#### Problem
Please pick out every line of the records that contains the word "window" and copy each one unchanged.

#### Extracted material
^^^^^^^^

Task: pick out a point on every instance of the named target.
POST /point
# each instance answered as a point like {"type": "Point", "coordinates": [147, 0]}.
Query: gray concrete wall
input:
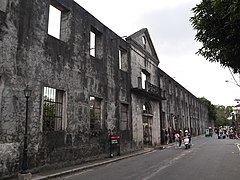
{"type": "Point", "coordinates": [29, 56]}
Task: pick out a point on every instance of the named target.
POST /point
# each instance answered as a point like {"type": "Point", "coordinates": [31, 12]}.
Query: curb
{"type": "Point", "coordinates": [54, 175]}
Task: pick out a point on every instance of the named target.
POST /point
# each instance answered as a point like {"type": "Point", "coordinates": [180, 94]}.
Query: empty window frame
{"type": "Point", "coordinates": [124, 117]}
{"type": "Point", "coordinates": [92, 44]}
{"type": "Point", "coordinates": [58, 21]}
{"type": "Point", "coordinates": [53, 105]}
{"type": "Point", "coordinates": [122, 57]}
{"type": "Point", "coordinates": [143, 78]}
{"type": "Point", "coordinates": [54, 22]}
{"type": "Point", "coordinates": [95, 43]}
{"type": "Point", "coordinates": [144, 41]}
{"type": "Point", "coordinates": [3, 5]}
{"type": "Point", "coordinates": [95, 113]}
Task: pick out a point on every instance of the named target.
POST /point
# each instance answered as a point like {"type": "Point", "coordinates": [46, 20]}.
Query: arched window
{"type": "Point", "coordinates": [147, 108]}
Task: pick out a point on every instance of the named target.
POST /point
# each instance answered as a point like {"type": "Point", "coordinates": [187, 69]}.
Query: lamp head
{"type": "Point", "coordinates": [27, 92]}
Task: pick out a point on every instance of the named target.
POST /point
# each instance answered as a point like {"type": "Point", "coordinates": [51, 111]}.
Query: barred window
{"type": "Point", "coordinates": [124, 117]}
{"type": "Point", "coordinates": [52, 109]}
{"type": "Point", "coordinates": [95, 113]}
{"type": "Point", "coordinates": [122, 58]}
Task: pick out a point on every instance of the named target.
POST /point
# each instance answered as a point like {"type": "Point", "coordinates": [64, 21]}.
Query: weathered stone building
{"type": "Point", "coordinates": [86, 84]}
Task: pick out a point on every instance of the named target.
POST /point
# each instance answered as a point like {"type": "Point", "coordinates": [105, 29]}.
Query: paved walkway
{"type": "Point", "coordinates": [84, 166]}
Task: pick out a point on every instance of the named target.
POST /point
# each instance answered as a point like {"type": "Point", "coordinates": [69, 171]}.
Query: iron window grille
{"type": "Point", "coordinates": [52, 109]}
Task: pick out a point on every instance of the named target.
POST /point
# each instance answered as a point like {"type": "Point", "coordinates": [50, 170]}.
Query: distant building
{"type": "Point", "coordinates": [87, 84]}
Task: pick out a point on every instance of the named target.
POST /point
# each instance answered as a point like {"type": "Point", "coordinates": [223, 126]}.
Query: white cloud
{"type": "Point", "coordinates": [173, 38]}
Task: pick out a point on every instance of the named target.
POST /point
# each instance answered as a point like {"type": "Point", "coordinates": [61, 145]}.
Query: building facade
{"type": "Point", "coordinates": [87, 84]}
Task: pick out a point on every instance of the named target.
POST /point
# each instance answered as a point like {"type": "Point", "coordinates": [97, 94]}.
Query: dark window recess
{"type": "Point", "coordinates": [52, 109]}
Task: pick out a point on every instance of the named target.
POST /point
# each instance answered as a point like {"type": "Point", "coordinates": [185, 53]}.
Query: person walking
{"type": "Point", "coordinates": [176, 138]}
{"type": "Point", "coordinates": [180, 138]}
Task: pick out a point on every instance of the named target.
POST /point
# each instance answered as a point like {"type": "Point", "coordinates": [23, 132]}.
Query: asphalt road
{"type": "Point", "coordinates": [208, 159]}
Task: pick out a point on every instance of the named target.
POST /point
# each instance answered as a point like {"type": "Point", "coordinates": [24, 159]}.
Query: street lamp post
{"type": "Point", "coordinates": [27, 93]}
{"type": "Point", "coordinates": [233, 83]}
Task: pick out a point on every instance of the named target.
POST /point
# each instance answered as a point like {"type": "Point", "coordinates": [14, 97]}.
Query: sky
{"type": "Point", "coordinates": [173, 38]}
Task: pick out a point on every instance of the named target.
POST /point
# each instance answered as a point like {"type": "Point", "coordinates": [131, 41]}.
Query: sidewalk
{"type": "Point", "coordinates": [84, 166]}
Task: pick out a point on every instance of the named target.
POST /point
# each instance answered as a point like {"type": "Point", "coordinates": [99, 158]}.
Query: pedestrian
{"type": "Point", "coordinates": [176, 138]}
{"type": "Point", "coordinates": [166, 136]}
{"type": "Point", "coordinates": [180, 138]}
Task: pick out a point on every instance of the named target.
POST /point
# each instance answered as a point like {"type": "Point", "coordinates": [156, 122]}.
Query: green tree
{"type": "Point", "coordinates": [211, 109]}
{"type": "Point", "coordinates": [222, 115]}
{"type": "Point", "coordinates": [217, 23]}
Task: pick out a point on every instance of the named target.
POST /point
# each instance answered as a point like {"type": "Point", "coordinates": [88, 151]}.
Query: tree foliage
{"type": "Point", "coordinates": [211, 109]}
{"type": "Point", "coordinates": [222, 115]}
{"type": "Point", "coordinates": [217, 23]}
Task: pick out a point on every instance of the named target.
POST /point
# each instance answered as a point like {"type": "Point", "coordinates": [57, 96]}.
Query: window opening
{"type": "Point", "coordinates": [120, 59]}
{"type": "Point", "coordinates": [52, 109]}
{"type": "Point", "coordinates": [124, 117]}
{"type": "Point", "coordinates": [95, 113]}
{"type": "Point", "coordinates": [54, 22]}
{"type": "Point", "coordinates": [3, 5]}
{"type": "Point", "coordinates": [122, 55]}
{"type": "Point", "coordinates": [144, 78]}
{"type": "Point", "coordinates": [92, 44]}
{"type": "Point", "coordinates": [144, 41]}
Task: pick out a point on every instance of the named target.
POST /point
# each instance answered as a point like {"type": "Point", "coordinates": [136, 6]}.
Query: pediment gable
{"type": "Point", "coordinates": [143, 40]}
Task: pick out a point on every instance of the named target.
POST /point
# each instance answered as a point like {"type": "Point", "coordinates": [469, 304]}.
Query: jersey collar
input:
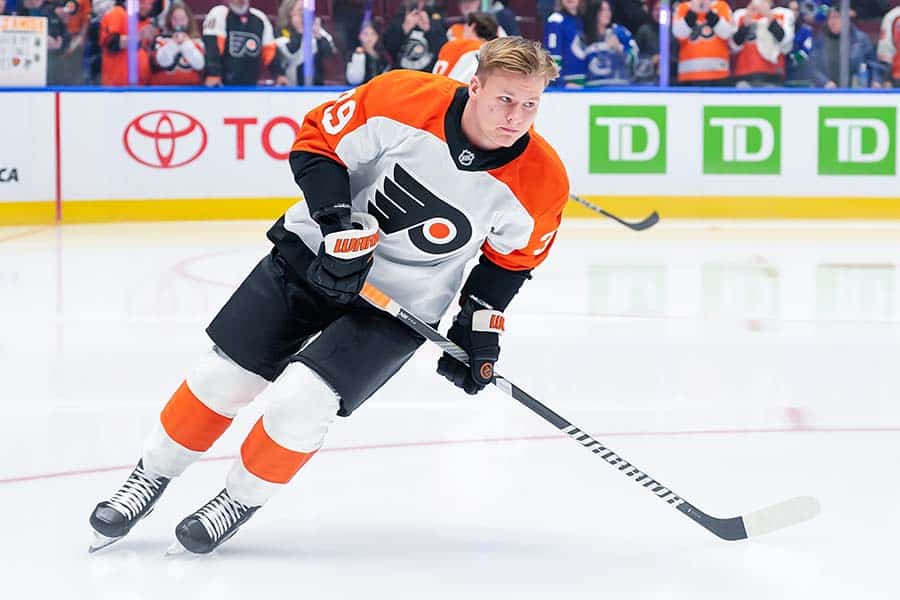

^^^^^^^^

#### Right answer
Query: empty window frame
Query: arched window
Query: barred window
Query: iron window grille
Query: dark window recess
Query: window opening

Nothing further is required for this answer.